[Excerpts from point annotation data]
────────────────────────────────────────

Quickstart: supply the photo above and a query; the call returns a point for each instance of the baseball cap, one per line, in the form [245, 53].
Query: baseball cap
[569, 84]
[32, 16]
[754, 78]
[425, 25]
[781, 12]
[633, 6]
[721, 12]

────────────────────────────────────────

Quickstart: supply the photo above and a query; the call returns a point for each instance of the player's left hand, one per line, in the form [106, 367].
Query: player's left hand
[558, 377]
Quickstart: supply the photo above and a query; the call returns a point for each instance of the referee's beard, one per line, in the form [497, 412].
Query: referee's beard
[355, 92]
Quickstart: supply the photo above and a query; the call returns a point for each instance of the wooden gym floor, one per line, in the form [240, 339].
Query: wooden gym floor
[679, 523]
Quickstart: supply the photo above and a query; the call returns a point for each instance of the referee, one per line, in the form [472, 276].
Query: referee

────────────────────────────────────────

→ Brief
Which lines of the records contain the string "hand", matching case exactly? Pick out each one and copy it in full.

→ Task result
Quickstart: supply the photo above and a query; the call returns a point for each instance of the player's left hand, one per line, in the form [106, 367].
Query: player's left hand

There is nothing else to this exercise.